● Coordinate labeling data

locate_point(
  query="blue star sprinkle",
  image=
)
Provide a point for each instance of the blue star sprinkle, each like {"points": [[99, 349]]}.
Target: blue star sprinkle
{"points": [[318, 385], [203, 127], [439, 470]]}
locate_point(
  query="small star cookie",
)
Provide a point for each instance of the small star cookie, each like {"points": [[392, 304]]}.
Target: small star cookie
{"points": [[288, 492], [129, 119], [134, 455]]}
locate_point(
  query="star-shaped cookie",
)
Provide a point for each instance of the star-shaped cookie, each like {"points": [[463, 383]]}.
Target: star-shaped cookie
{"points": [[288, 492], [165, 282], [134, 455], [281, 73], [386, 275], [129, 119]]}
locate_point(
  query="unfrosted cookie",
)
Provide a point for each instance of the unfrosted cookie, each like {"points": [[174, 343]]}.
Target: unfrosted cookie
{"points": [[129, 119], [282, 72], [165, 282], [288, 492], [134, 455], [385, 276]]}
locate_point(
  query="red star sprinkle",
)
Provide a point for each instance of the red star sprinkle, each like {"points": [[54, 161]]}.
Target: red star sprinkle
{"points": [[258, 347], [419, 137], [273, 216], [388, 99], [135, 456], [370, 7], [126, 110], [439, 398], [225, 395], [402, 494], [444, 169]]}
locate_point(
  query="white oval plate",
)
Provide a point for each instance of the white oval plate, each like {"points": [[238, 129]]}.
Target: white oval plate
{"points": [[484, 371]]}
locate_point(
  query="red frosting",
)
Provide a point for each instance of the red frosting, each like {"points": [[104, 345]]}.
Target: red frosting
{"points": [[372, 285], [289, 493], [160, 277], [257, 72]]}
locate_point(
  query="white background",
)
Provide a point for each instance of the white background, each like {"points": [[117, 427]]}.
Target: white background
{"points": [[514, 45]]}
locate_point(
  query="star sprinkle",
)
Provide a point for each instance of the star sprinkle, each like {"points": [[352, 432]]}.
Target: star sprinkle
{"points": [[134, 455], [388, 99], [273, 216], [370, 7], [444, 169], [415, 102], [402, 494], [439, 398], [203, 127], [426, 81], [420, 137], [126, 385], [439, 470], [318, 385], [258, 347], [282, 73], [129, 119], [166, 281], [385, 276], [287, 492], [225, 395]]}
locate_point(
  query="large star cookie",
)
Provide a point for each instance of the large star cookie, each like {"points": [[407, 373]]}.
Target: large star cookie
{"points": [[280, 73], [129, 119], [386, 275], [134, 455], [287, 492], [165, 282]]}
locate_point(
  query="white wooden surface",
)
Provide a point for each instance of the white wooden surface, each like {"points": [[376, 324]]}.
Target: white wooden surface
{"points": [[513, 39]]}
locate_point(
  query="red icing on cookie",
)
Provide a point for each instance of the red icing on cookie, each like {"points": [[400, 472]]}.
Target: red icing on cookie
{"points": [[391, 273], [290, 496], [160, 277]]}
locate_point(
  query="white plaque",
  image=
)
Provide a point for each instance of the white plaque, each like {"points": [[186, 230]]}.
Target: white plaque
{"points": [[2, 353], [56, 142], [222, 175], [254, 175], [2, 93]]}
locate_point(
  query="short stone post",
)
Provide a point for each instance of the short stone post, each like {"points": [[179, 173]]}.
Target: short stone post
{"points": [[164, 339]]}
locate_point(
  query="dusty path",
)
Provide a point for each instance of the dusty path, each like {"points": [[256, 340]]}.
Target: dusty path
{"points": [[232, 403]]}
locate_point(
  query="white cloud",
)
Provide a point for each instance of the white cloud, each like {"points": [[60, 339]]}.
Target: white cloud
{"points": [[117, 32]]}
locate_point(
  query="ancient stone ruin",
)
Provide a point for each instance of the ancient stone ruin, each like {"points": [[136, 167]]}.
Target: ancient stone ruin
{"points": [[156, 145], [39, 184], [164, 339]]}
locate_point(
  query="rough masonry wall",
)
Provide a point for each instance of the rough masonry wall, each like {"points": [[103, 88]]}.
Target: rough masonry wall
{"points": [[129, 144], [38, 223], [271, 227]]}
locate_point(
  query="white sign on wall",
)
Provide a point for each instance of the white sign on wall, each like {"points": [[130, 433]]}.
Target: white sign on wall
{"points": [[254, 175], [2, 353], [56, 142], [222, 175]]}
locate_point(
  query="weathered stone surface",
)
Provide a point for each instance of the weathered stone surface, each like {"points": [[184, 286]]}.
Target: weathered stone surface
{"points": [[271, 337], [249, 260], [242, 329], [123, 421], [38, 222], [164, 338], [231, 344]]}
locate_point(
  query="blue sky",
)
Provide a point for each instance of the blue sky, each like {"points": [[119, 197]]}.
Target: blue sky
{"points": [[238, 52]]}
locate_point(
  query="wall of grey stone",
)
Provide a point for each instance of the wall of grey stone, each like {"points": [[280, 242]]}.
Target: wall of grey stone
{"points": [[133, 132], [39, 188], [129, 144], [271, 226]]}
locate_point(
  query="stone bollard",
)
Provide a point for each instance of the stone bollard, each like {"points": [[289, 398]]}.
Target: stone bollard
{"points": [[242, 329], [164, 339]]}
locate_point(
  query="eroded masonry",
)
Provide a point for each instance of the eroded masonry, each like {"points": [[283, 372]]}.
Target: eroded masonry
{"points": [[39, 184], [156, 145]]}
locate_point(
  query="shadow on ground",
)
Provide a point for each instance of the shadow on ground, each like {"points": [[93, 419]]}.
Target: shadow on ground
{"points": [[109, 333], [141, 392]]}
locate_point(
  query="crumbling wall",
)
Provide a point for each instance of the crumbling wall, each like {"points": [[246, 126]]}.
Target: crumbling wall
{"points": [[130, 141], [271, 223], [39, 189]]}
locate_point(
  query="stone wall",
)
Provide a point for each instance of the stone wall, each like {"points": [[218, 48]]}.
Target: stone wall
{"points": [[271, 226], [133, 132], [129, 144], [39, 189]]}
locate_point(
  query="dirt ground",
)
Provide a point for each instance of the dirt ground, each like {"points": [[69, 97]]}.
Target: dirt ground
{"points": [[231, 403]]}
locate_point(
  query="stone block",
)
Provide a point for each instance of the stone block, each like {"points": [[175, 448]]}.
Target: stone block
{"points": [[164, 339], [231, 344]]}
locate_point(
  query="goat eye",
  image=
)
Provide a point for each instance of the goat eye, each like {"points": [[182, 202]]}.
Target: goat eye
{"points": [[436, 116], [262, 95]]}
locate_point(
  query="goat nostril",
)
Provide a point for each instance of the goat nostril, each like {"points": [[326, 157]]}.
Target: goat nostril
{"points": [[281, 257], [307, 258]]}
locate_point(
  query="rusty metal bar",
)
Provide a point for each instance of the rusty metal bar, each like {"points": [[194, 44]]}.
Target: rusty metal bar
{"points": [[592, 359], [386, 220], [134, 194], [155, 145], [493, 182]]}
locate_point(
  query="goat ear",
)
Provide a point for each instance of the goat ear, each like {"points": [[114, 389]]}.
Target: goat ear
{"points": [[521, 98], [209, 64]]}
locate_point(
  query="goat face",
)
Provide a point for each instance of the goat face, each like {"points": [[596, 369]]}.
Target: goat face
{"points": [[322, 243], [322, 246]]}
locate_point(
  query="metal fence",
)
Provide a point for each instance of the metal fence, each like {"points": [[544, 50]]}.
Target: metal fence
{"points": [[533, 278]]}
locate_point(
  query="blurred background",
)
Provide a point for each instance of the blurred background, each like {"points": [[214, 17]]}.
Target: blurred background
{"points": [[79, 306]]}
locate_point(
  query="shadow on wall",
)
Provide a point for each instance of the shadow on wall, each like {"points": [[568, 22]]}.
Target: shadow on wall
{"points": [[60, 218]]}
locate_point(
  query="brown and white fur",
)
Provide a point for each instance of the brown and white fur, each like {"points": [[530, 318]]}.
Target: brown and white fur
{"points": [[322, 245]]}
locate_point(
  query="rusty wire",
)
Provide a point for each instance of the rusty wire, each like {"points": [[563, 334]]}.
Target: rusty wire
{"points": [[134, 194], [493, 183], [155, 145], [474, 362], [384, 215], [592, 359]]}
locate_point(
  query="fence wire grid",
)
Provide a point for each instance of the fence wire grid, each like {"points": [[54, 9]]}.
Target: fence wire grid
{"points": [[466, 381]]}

● Brief
List every line of the entries above that contains the word "blue", copying each line in full.

● Written solution
  query="blue star sprinkle",
Provide a point for each instance of the blue star sprinkle, each like {"points": [[99, 349]]}.
Target: blue star sprinkle
  query="blue sky",
Provide a point for each instance of the blue sky, each like {"points": [[119, 197]]}.
Target: blue sky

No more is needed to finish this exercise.